Start of Text passage
Speech to Text

Convert speech to text automatically with the highest accuracy.

Overview
Marsview Automatic Speech Recognition (ASR) technology accurately converts speech into text in live or batch mode. API can be deployed in the cloud or on-premise. Get superior accuracy, speaker separation, punctuation, casing, word-level time markers, and more.
Marsview ASR Features
Features
Feature Description
Speech-to-text
accurately converts speech into text in live or batch mode
Automatic Punctuation
accurately adds punctuation to the transcribed text
Custom Vocabulary
boost domain-specific terminology, proper nouns, abbreviations by adding a simple list/taxonomy of words/phrases.
Speaker Separation
automatically detect the number of speakers in your audio file, and each word in the transcription text can be associated with its speaker.
PII Detection
the transcription that has Personally Identifiable Information (PII), such as phone numbers and social security numbers can be redacted. All redacted text will be replaced with special characters (#,*)
Sentence Topics
The most relevant topics, concepts, discussion points from the conversation are generated based on the overall scope of the discussion. (For an detailed description of the different types of topics that are available checkout the Topics section)
Model Types available 
Model 
Usecases
Parameter
Default
Best for all types of data and accents (English only)
Default
Custom language or accent
Tailored for your data. You can expect a large improvement compared to the default model on your data.
Contact us for more info: [email protected]
Input Type Supported: Video, Audio 
post
Compute Metadata
https://api.marsview.ai/v1/conversation/compute
This method is used to upload an audio or video file on which metadata has to be computed.
Settings object can be used to enable/disable metadata from different models. Check the overview section for getting a list of models that are available
Request
Response
Request
Headers
appSecret
required
string
<sample-app-secret>
appId
required
string
<sample-app-Id>
Content-Type
optional
string
application/json
Body Parameters
automatic_punctuation
optional
boolean
Enable or disable Automatic punctuation on the generated transcript (Defaults to True)
custom_vocabulary
optional
array
List of strings for custom vocabulary that need to be boosted during transcription. 
pii_detection
optional
boolean
PII information will be redacted in the transctipt when set to true
speech_to_text.enable
required
boolean
Speech to text will be computed when speech_to_text key is set to true under the settings object
Response
200: OK
A Transaction ID is returned in the JSON body once the processing job is launched successfully.
End of Text passage
Start of Stored records
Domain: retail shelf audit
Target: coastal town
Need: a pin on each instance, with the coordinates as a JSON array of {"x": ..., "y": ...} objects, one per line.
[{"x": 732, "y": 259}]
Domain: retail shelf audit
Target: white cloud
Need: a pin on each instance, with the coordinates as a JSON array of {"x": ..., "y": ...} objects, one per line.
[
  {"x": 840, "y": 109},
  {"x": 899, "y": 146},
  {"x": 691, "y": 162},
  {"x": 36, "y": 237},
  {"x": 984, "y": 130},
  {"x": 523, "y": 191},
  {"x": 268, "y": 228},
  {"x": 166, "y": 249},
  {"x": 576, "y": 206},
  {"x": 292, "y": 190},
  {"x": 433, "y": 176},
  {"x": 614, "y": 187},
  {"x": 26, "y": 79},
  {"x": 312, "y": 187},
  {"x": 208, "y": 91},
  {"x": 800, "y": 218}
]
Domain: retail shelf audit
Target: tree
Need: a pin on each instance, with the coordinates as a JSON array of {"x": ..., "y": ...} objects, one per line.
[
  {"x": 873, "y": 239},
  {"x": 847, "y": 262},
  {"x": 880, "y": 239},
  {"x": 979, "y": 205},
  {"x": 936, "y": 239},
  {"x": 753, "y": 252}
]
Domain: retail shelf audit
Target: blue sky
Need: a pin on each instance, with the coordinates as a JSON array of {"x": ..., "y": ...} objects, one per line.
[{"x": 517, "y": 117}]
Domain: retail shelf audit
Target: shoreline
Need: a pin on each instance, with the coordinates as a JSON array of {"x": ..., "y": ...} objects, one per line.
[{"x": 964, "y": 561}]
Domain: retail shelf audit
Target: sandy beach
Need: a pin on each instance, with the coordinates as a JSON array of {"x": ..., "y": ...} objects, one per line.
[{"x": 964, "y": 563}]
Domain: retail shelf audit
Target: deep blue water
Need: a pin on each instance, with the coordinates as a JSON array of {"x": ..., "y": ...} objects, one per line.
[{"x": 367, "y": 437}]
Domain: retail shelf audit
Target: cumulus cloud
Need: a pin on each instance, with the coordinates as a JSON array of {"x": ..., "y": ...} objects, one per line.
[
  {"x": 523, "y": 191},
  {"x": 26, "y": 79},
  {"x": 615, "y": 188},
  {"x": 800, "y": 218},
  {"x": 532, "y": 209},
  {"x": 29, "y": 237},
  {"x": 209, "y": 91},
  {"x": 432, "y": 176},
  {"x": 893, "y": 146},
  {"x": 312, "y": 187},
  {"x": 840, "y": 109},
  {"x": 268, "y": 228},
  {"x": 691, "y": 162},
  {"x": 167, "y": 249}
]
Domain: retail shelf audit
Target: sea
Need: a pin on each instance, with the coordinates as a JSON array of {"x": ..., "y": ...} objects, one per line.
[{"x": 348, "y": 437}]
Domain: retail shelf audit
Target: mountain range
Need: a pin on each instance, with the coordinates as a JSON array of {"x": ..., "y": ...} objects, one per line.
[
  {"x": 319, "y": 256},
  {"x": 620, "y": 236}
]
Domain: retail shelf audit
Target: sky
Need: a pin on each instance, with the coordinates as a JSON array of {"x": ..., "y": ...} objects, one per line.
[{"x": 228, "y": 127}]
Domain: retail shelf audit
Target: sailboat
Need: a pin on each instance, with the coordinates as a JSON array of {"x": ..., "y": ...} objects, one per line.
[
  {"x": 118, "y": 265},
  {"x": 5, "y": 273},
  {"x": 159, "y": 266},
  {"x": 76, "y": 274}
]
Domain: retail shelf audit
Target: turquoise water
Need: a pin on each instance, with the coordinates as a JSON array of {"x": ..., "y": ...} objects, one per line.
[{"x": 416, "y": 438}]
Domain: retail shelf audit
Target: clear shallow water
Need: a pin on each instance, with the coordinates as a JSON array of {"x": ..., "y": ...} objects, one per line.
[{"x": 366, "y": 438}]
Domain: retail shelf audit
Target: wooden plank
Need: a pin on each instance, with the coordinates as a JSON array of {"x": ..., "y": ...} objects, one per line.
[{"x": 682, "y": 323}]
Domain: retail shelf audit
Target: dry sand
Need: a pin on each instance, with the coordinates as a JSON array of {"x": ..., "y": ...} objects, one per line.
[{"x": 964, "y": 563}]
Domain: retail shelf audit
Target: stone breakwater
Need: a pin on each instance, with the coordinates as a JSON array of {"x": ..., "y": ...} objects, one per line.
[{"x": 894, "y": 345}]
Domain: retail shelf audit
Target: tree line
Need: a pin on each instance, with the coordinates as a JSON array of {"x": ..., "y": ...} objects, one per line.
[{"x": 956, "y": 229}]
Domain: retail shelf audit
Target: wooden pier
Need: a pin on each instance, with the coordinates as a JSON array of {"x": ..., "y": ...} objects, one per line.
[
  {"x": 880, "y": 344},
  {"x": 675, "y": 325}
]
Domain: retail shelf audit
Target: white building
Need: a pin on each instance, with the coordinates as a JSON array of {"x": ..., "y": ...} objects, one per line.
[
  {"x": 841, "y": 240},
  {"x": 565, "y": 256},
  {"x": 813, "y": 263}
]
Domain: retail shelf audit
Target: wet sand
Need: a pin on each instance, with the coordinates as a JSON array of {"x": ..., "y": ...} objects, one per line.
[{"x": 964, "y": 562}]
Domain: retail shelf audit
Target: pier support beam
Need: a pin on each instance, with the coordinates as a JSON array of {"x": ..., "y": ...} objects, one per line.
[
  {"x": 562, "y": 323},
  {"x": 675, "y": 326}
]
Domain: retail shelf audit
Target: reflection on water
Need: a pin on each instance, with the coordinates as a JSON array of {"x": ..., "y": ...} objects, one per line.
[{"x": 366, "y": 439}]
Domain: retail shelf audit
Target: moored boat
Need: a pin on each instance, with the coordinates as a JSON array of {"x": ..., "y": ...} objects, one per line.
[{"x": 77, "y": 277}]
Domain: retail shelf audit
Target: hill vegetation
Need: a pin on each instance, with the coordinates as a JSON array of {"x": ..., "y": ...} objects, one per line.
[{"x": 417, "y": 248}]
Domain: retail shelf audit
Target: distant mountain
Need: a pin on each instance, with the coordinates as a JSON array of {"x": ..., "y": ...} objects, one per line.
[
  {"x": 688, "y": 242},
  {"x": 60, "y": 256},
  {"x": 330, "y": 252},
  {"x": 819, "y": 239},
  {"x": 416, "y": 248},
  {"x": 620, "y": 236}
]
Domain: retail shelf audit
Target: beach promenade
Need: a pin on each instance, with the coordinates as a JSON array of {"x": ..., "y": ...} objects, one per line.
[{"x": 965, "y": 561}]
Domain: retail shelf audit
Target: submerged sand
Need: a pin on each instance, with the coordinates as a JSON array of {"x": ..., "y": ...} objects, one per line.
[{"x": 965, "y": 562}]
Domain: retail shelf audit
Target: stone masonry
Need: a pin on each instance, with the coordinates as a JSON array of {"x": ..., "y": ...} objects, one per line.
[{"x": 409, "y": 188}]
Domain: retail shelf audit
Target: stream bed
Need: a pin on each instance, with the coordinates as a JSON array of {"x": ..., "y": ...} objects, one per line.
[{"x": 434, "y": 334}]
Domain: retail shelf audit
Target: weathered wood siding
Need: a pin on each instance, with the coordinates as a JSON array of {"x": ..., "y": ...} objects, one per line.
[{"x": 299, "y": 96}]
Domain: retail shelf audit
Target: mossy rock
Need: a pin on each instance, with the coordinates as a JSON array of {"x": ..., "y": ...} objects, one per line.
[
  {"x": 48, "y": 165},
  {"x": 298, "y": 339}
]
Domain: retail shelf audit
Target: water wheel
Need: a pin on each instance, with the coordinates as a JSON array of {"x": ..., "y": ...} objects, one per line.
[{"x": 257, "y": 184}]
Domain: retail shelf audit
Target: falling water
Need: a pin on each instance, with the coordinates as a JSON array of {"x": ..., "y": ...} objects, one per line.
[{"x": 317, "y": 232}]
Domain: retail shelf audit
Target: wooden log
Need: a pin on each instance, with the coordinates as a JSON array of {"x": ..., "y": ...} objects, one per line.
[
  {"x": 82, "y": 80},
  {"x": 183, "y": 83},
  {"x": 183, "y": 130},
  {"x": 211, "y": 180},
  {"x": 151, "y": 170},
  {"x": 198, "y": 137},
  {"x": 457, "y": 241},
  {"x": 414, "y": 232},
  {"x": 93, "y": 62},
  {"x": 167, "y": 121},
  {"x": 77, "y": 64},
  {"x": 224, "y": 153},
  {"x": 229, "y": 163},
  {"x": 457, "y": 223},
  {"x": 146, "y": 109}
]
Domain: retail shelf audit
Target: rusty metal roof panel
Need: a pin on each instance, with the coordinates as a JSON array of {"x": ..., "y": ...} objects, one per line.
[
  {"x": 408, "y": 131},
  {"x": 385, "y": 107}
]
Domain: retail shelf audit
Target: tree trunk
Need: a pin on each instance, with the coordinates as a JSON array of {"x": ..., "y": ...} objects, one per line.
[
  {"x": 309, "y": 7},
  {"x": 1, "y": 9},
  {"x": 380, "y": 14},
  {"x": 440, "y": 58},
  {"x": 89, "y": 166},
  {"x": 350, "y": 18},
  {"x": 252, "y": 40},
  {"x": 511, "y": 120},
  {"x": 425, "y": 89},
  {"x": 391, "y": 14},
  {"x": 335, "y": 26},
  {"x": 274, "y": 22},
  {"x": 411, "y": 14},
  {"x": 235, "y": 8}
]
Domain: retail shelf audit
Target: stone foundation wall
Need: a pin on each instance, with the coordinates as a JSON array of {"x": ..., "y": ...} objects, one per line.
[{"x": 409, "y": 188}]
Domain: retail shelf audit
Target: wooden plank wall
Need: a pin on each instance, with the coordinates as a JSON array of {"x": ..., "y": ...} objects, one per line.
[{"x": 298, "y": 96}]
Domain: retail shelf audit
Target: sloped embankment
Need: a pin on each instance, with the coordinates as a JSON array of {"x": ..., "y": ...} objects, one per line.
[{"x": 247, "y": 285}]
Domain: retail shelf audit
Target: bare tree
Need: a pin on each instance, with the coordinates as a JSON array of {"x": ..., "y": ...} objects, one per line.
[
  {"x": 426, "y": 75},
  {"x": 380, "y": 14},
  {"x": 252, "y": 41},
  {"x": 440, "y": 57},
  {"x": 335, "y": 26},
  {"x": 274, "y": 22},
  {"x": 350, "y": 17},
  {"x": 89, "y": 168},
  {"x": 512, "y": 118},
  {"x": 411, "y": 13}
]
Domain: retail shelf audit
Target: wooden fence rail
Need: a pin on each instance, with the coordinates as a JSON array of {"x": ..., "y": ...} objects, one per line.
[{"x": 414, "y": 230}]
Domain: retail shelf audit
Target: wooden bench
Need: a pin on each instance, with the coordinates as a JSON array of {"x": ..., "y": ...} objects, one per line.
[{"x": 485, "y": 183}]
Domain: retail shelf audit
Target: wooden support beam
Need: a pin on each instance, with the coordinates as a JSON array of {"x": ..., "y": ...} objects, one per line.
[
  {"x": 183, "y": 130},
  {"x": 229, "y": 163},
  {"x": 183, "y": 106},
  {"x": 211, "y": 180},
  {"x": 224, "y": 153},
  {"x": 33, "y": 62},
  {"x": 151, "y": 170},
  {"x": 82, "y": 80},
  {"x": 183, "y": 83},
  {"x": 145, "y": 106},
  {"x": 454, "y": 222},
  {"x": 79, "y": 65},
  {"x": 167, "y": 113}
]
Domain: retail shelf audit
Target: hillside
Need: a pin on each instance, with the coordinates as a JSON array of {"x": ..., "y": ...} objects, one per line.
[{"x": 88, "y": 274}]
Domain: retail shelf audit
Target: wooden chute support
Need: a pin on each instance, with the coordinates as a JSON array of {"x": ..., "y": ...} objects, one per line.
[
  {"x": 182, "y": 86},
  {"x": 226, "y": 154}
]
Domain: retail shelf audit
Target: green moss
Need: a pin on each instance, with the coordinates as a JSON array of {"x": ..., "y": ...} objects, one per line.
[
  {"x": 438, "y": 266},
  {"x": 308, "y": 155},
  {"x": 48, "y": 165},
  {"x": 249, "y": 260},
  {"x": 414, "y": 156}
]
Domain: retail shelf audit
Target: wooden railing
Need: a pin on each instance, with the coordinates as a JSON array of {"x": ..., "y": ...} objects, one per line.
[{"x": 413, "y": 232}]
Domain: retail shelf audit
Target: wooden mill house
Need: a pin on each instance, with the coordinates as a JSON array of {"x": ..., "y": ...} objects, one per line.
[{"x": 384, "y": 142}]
End of Stored records
◆ Required work
1 > Render this sentence from the speech-to-text documentation in French: "This method is used to upload an audio or video file on which metadata has to be computed."
2 > Write what follows the final sentence of the speech-to-text documentation.
The records bear no relation to the speech-to-text documentation.

◆ Outputs for the tasks
1 > Cette méthode sert à téléverser un fichier audio ou vidéo sur lequel les métadonnées doivent être calculées.

2 >
This Transaction ID can be used to check the status of the job or fetch the results of the job once the metadata is computed
{
    "status":true,
    "transaction_id":32dcef1a-5724-4df8-a4a5-fb43c047716b 
}
400: Bad Request
This usually happens when the settings for computing the metadata are not configured correctly. Check the request object and also the dependencies required to compute certain metadata objects. ( For Example: Speech to Text has to be enabled for Action Items to be enabled)
{
    "status":false,
    "error":{
        "code":"MCST07",
        "message":"DependencyError: action_items depends on speech_to_text"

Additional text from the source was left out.